Selected text

Black History Month-which used to mean little more than patronising publicity about Rosa Parks and Martin Luther King-has taken on new life in America this year. Part of this is due to a reinvigorated sense of potential in the African American community, and part to a new kind of success. Thirty years ago, when Negro History Week was extended into Black History Month, extreme racial prejudice still forced too many black Americans to chase success in the relatively marginal lives of professional athletes, musicians and entertainers. That is no longer the case. Contemporary African American achievement has moved firmly into the mainstream and this shift is finally making headlines.
A good example is the National Football League. Although 70 per cent of the players are black, it was only a few weeks ago that Lovie Smith, head coach of the Chicago Bears, became the first African-American to take an NFL team to the Super Bowl. A few hours later, Tony Dungy of the Indianapolis Colts became the second. Dungy has since become the first to win. The simultaneous breakthrough of these coaches cannot but galvanize a generation of black men in the same way as Worrell’s captaincy of the West Indies. Smith and Dungy have now gotten rid of any unspoken doubts about black coaches and managers, forever.
On the political front, the news is even more encouraging. The Black Caucus for the 110th Congress contains 43 members, five are committee chairmen, at least a dozen others will head subcommittees. New York’s Charlie Rangel will chair the Ways and Means committee and South Carolina’s James Clyburn, the new majority whip, is the third-ranking Democrat in the chamber. On the other side of the aisle, Condoleezza Rice, the current Secretary of State and the first African-American female to hold such high office, is also the successor to Colin Powell, the first black Secretary of State. And, of course, standing quietly on the sidelines is Barack Obama, arguably the most exciting politician in the country. Obama can easily raise the vast sums of money needed for a presidential campaign, and his intelligence, fluency and charm have already begun to dispel the racist myth that a black American could never attract enough mainstream support to become the ‘leader of the free world’. (Strangely, Hillary Clinton is currently polling higher than Obama with black voters, but this will surely change the moment he announces his candidacy.)
In other areas there is also evidence of a steady advance. Four Fortune Five Hundred companies have black CEOs. Clarence Thomas is a Supreme Court judge. A third of the NBA’s coaches are black. Black actors and actresses have won three of the most coveted Oscars in recent years. A black manager took a baseball team to the World Series five years ago. Furthermore, when the New York Times asked hundreds of writers and editors to name “the single best work of American fiction published in the last 25 years” the top spot on the list went to Toni Morrsion’s Beloved. (A similar poll in 1965 had chosen Ralph Ellison’s Invisible Man.)

Dataset items
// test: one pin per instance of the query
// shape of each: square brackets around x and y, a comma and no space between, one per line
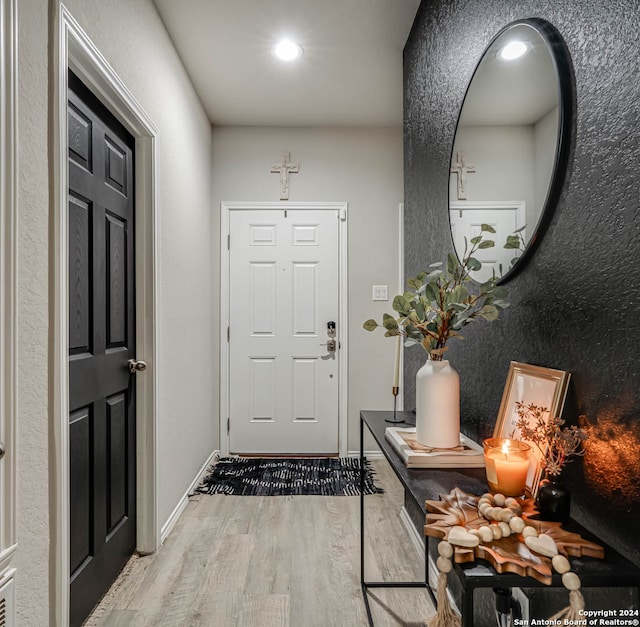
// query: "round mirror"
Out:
[511,147]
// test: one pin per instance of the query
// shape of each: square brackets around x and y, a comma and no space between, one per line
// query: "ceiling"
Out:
[350,73]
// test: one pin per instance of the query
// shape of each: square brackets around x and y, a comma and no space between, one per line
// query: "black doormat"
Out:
[326,476]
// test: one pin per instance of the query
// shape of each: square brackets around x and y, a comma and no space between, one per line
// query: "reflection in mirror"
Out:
[510,148]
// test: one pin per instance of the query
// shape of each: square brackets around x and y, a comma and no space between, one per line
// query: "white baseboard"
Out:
[182,503]
[417,542]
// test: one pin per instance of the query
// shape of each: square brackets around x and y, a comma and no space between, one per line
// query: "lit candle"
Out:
[507,465]
[396,374]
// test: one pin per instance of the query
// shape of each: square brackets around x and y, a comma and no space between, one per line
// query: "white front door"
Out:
[505,217]
[283,295]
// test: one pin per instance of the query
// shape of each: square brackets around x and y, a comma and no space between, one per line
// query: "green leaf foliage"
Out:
[513,241]
[389,322]
[452,263]
[439,303]
[402,305]
[473,264]
[370,325]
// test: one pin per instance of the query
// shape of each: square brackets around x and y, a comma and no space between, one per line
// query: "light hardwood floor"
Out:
[273,562]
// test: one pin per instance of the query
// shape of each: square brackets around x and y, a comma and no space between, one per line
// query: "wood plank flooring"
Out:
[273,562]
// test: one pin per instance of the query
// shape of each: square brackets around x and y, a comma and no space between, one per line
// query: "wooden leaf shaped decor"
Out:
[507,555]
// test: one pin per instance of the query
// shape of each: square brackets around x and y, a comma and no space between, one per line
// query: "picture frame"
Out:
[544,387]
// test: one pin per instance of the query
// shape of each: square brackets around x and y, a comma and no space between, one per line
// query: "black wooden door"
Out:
[102,447]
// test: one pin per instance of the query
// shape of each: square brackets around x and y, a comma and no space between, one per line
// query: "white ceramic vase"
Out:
[438,405]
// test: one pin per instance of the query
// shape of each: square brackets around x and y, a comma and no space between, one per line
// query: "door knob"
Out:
[136,366]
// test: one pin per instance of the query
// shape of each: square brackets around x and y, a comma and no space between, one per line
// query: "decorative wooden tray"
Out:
[510,555]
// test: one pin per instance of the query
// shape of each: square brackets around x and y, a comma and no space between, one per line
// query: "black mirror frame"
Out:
[566,83]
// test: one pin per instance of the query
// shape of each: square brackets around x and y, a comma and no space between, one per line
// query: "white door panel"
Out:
[505,217]
[283,395]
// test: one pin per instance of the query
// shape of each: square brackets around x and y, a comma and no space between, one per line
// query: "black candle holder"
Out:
[395,420]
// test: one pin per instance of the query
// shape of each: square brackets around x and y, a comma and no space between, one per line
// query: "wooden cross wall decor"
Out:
[284,168]
[462,168]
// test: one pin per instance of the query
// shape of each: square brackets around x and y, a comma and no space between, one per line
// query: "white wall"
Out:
[545,140]
[131,36]
[504,161]
[360,166]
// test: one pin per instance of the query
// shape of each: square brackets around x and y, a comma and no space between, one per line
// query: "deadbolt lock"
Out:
[136,366]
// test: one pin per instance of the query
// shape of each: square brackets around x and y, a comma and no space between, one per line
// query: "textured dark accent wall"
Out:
[576,305]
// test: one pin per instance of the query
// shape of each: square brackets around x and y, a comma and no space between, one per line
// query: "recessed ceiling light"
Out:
[287,50]
[513,50]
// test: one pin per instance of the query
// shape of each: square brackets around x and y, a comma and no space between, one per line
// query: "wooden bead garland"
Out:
[505,514]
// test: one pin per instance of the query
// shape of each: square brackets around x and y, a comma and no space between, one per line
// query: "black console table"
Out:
[428,484]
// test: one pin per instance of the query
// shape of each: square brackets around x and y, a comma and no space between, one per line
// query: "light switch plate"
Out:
[380,292]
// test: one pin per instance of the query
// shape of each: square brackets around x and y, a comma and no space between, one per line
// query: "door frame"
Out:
[74,50]
[343,300]
[8,277]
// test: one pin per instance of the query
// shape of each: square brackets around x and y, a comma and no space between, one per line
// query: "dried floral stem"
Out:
[555,443]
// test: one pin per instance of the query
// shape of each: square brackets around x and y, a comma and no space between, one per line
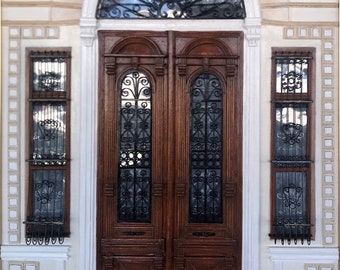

Assigned task 1
Summarize the article on Black History Month in two sentences.
Assigned task 2
Quote the article on Black History Month word for word, everything from "A good example" down to "and managers, forever.".

Solution 1
Black History Month has taken on new life in America this year, as African American achievement has moved firmly into the mainstream after a time when prejudice pushed many black Americans toward success as athletes, musicians and entertainers. Signs of this include Lovie Smith and Tony Dungy becoming the first black coaches to take NFL teams to the Super Bowl, a 43-member Black Caucus in the 110th Congress, the rise of Barack Obama, and steady gains in business, the Supreme Court, film and fiction.

Solution 2
A good example is the National Football League. Although 70 per cent of the players are black, it was only a few weeks ago that Lovie Smith, head coach of the Chicago Bears, became the first African-American to take an NFL team to the Super Bowl. A few hours later, Tony Dungy of the Indianapolis Colts became the second. Dungy has since become the first to win. The simultaneous breakthrough of these coaches cannot but galvanize a generation of black men in the same way as Worrell’s captaincy of the West Indies. Smith and Dungy have now gotten rid of any unspoken doubts about black coaches and managers, forever.